Wherever a line of the data contains "path", copy that line.
Data records Start Marker
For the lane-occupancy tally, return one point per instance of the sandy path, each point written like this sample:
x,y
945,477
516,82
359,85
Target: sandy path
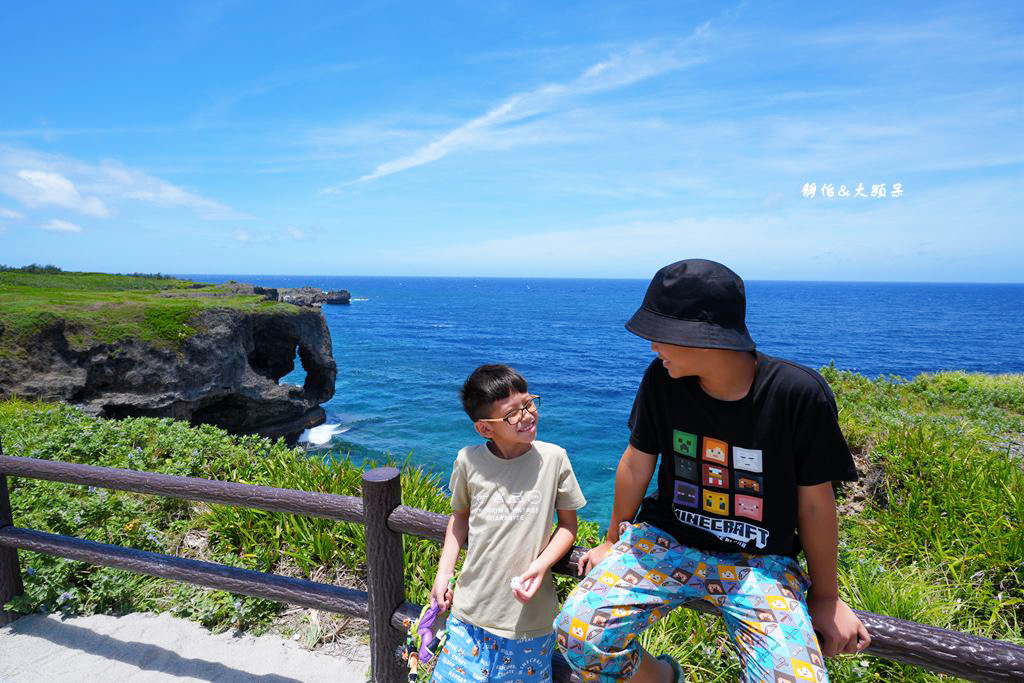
Data records End Marker
## Solution below
For the lane-occupancy tally, return one point per instance of the sandy path, each point written like this sample:
Target: sandy path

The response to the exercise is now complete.